Task goal =
Retype exactly the lines that run from the line with "Exercise. For every instance of the person" to the final line of the entries, keeping both ends and nothing else.

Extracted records
+===+

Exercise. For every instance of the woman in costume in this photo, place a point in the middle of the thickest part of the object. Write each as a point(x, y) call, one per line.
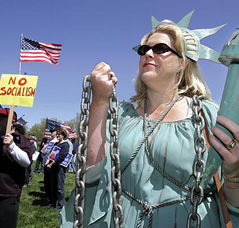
point(157, 140)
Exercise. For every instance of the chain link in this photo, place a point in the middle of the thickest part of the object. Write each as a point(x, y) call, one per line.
point(115, 161)
point(197, 193)
point(82, 153)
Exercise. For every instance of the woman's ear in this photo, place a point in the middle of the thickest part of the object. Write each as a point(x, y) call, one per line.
point(183, 62)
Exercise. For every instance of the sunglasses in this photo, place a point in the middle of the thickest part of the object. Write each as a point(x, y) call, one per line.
point(157, 49)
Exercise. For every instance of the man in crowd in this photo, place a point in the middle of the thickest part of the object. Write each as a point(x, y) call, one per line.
point(15, 155)
point(45, 157)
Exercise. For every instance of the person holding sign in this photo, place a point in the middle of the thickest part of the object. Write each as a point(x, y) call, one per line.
point(15, 155)
point(57, 172)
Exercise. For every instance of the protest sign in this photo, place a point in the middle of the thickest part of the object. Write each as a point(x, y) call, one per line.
point(16, 89)
point(54, 154)
point(47, 148)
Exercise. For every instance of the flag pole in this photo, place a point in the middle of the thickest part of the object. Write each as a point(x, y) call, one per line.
point(10, 115)
point(20, 63)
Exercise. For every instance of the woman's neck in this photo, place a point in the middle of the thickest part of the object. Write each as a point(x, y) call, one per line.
point(159, 100)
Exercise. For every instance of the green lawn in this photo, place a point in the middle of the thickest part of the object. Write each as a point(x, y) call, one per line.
point(33, 211)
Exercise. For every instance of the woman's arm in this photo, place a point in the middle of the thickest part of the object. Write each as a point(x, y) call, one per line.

+===+

Response =
Exercise. For every instance of the person holding sign in this photo, place a point in the middle of the thickest part of the object. Write each as a point(x, y) call, one per line.
point(15, 155)
point(57, 172)
Exercise. For every instance of the protest sign in this photo, place a point in the middle of the thickest part of the object. Write each as a point(x, y) call, one per line.
point(16, 89)
point(54, 154)
point(47, 148)
Exercise. For every instance of the flag pole in this photo, place a point in the middle of the thickest part of the object. Write each as a point(x, y) call, one per line.
point(10, 115)
point(20, 63)
Exercise. For every instance of the woman's neck in this photo, place a point in the middle of the thickest part of the object. Write each as a point(x, y) call, one per line.
point(159, 100)
Exercise. For every instance of the green lawn in this photo, place a point in the middle of the thickest part of the object. Write each as a point(x, y) call, one per line.
point(33, 211)
Exercise. For every instance of the woman's arm in this photo, place a point in the middle of the thickest part of the object. Write each as a point(x, y) call, one per line.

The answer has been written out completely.